## Records for the task

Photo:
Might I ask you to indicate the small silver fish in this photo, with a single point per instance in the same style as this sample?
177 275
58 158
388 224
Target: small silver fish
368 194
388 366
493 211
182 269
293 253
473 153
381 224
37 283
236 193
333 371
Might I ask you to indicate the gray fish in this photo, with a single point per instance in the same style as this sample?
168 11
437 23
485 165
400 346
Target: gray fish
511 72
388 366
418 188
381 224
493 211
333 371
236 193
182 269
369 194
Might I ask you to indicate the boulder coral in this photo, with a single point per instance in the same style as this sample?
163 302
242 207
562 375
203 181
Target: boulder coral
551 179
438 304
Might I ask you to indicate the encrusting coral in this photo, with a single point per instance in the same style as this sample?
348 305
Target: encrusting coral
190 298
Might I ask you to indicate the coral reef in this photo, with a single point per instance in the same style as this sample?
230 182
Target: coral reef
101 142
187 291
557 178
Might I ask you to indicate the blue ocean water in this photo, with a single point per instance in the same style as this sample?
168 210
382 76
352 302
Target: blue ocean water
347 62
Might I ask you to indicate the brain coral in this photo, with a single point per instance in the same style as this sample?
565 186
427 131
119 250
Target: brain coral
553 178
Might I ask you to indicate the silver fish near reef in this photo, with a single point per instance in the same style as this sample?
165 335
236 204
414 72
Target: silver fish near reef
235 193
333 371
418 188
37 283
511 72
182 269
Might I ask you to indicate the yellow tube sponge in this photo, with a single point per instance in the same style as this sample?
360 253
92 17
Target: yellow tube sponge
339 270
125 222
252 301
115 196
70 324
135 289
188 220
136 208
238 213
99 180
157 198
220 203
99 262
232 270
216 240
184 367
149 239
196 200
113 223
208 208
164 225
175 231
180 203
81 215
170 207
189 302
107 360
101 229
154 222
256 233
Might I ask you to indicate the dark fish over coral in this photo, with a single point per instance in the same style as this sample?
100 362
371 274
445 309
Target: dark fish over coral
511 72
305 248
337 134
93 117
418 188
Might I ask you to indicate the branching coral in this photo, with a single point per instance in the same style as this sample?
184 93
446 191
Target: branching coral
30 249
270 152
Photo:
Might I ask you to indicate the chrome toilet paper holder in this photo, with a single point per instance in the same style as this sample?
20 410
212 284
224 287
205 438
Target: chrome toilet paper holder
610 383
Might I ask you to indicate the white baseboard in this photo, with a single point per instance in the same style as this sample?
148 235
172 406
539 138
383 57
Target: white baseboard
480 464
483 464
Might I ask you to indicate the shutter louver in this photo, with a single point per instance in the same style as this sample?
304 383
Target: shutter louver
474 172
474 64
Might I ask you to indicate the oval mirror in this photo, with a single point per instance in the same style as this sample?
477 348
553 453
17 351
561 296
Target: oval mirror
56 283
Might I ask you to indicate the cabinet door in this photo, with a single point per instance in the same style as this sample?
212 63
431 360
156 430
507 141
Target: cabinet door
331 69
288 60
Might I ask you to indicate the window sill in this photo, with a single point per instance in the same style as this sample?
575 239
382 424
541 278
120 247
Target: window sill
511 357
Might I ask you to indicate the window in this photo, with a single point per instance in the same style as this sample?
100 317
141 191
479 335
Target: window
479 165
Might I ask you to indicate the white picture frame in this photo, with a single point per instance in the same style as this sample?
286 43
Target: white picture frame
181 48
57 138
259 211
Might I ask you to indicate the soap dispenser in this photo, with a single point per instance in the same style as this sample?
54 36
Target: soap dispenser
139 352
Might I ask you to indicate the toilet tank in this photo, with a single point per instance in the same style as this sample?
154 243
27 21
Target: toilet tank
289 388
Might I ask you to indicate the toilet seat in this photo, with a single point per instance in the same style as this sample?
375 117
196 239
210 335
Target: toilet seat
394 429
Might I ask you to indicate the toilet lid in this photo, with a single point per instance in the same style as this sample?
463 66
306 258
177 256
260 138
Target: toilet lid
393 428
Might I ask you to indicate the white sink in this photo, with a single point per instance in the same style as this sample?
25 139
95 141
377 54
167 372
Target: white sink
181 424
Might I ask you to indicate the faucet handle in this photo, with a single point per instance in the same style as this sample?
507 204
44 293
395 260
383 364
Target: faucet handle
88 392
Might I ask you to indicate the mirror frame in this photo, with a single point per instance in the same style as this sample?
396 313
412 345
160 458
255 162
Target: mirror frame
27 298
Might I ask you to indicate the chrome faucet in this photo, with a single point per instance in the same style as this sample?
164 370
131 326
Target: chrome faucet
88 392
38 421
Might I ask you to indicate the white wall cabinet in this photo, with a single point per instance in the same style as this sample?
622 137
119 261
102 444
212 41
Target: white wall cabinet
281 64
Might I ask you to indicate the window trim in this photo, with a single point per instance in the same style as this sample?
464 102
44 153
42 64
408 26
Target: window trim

## About this task
Pull every line with the word "trim" from the data.

## Solution for this exercise
Might I ask you to indicate the window trim in this photo, with a single point per instance in the same style as this sample?
Target: window trim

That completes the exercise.